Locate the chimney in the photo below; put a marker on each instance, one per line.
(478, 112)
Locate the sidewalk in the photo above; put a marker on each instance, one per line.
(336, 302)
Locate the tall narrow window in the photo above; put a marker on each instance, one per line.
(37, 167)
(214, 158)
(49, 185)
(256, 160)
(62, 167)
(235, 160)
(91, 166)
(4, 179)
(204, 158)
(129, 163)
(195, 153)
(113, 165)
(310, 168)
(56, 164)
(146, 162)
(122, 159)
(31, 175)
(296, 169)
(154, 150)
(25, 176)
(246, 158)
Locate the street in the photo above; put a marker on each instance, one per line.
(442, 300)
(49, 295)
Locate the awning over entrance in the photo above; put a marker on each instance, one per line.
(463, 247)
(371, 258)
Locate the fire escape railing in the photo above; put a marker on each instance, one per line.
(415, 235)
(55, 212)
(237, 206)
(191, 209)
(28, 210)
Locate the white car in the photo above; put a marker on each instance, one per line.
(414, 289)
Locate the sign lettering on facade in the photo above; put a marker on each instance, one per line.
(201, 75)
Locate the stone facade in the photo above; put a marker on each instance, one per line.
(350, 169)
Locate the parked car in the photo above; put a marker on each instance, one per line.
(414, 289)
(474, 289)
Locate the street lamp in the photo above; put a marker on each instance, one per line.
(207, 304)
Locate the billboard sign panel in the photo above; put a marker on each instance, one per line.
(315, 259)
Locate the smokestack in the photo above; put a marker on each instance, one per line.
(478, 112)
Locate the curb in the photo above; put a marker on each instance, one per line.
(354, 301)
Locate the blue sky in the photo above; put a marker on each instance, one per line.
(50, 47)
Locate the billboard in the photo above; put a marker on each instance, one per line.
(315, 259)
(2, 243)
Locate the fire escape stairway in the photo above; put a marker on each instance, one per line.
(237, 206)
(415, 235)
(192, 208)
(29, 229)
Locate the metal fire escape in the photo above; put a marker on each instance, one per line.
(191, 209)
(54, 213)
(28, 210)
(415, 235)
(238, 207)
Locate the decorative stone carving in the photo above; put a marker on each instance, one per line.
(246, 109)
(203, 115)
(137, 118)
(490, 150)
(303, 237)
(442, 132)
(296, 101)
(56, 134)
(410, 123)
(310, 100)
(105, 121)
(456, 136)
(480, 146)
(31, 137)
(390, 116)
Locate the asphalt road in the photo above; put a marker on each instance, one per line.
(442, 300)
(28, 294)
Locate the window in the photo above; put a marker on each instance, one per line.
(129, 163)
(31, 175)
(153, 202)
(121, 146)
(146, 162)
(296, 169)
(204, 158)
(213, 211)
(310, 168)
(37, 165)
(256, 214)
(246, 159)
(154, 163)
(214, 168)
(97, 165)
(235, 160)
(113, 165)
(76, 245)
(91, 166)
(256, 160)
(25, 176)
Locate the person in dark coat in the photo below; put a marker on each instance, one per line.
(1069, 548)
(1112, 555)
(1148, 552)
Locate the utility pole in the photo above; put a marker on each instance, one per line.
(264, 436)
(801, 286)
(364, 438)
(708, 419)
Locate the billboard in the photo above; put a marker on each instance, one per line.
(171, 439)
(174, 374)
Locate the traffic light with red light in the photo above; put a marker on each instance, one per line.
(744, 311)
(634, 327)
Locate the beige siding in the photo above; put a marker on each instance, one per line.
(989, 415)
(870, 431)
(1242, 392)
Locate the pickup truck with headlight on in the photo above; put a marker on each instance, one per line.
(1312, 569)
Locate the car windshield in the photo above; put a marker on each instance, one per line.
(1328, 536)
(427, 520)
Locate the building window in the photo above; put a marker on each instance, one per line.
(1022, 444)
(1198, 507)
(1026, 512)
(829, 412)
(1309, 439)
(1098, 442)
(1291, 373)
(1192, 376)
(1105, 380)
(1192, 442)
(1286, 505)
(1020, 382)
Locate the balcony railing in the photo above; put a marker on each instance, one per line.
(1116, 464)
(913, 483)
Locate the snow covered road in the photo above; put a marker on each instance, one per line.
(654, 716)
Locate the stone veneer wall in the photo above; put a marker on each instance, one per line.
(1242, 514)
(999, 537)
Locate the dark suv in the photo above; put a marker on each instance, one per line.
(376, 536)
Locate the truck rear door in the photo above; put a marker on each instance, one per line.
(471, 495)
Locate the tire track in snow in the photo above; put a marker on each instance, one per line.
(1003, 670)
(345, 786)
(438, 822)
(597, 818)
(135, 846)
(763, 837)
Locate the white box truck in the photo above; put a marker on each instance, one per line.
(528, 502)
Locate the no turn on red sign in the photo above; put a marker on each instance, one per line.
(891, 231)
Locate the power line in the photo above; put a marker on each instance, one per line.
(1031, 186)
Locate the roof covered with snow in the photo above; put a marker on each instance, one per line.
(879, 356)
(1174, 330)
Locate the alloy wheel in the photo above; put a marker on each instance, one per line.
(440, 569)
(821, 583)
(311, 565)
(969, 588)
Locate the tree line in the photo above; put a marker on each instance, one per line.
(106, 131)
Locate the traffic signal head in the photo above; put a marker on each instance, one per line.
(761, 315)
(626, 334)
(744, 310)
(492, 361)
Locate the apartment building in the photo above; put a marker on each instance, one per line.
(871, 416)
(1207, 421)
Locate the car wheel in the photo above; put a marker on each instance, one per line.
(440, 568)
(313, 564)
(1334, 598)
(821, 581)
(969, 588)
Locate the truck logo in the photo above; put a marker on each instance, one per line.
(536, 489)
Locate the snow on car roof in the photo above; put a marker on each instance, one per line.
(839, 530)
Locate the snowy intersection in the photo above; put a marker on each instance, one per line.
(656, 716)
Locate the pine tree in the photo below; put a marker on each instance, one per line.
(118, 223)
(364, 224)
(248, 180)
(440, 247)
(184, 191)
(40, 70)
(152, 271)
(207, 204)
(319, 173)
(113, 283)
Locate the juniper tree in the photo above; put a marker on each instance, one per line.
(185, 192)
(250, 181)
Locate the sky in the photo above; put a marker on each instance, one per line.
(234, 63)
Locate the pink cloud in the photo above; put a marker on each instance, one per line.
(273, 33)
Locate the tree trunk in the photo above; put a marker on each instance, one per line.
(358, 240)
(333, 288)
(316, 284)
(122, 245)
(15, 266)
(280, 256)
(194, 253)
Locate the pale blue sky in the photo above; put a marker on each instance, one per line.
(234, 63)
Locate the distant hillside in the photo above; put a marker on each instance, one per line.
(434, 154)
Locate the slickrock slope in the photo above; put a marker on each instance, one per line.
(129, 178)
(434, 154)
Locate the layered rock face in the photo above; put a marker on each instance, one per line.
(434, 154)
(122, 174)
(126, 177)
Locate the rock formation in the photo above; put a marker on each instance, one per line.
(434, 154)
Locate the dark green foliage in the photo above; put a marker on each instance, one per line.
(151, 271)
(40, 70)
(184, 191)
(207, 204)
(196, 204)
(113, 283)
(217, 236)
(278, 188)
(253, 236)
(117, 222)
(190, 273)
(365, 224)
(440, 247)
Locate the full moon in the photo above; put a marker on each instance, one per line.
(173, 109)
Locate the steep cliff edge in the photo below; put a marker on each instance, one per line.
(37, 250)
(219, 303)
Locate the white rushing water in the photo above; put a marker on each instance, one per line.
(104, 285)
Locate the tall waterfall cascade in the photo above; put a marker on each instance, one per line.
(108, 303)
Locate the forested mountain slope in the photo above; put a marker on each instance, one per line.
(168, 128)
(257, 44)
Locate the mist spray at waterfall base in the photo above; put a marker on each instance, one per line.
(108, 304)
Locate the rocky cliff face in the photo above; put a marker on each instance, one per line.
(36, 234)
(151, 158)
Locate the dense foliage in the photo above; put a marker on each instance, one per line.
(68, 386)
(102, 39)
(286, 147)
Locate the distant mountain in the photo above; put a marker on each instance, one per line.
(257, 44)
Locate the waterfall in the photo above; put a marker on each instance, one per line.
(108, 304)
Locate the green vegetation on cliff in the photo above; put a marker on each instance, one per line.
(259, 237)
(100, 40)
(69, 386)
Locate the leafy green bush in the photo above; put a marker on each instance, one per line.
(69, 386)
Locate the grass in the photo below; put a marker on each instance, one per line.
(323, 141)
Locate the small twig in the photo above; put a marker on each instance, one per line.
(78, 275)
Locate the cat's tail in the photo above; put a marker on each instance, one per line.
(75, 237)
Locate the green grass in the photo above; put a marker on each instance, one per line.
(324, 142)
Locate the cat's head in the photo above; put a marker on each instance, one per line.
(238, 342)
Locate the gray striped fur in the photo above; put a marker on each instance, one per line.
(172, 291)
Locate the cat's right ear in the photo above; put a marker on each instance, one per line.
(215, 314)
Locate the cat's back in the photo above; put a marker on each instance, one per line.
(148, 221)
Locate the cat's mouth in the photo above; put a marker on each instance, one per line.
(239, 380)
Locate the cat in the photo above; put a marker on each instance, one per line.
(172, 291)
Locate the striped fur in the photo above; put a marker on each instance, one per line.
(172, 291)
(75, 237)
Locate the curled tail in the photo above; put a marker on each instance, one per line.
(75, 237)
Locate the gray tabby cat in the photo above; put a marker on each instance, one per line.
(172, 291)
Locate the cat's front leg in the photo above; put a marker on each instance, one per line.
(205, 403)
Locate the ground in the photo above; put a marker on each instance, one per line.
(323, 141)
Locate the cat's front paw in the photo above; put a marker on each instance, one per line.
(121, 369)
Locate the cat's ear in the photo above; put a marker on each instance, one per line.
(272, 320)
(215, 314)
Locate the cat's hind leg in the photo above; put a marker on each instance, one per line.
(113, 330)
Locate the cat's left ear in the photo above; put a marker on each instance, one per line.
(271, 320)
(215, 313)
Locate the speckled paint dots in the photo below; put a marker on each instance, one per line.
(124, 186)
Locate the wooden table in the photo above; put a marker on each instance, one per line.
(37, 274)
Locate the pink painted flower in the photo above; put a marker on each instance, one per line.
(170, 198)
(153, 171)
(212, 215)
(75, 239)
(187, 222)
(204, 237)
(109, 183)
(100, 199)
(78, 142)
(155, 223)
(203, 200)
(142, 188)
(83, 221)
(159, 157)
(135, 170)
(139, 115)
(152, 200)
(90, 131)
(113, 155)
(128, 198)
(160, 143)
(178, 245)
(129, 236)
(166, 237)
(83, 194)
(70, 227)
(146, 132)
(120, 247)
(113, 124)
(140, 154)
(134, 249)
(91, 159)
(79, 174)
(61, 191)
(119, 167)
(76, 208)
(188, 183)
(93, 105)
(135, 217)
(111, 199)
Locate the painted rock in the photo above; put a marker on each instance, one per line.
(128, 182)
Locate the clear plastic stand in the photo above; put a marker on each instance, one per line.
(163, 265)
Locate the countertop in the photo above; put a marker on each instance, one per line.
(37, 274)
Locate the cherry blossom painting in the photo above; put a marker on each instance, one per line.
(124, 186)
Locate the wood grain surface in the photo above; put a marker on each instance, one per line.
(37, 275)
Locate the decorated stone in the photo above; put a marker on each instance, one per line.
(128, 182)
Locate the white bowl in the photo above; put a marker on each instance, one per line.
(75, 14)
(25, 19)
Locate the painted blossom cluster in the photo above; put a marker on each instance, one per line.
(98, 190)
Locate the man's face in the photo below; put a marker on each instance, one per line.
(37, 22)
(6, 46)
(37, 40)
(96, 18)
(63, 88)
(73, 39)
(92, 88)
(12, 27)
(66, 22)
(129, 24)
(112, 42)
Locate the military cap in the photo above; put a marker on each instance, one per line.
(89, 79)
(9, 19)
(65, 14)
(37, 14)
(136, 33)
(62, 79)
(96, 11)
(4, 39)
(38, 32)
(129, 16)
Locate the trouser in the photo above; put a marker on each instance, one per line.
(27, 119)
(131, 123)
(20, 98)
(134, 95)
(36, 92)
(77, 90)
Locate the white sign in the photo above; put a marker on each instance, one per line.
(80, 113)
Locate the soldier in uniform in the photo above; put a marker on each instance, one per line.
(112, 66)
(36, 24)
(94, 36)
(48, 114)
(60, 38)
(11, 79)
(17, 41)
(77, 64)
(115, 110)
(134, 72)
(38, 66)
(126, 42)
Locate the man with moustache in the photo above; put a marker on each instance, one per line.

--------------------------------

## Your objective
From the line holding "Locate the painted blossom" down to the final line above, quote every line exactly and only those lines.

## Answer to the task
Locate the painted blossom cluster in the photo above; put a marker on each instance, one per line.
(98, 190)
Locate the man's face in the photo below; put a marker on each instance, one per line.
(37, 22)
(6, 46)
(37, 40)
(96, 18)
(63, 88)
(73, 39)
(92, 88)
(12, 27)
(66, 22)
(129, 24)
(112, 42)
Locate the military cap in the photo above; put a marker on each instance, one per line.
(89, 79)
(9, 19)
(65, 14)
(37, 14)
(136, 33)
(62, 79)
(96, 11)
(4, 39)
(38, 32)
(129, 16)
Locate the trouser in the photo above; put a marker on each instance, one per line.
(27, 119)
(131, 123)
(20, 98)
(134, 95)
(36, 92)
(77, 90)
Locate the white sign in the photo above; put a marker on each instance, one per line.
(80, 113)
Locate the soldier in uniform in the photo above; put a marker on each instance, one per line.
(112, 66)
(36, 24)
(94, 36)
(48, 114)
(60, 38)
(11, 79)
(17, 41)
(77, 64)
(115, 110)
(134, 72)
(38, 66)
(126, 42)
Locate the man with moustache in the photo above; put a marker on each instance, one per line.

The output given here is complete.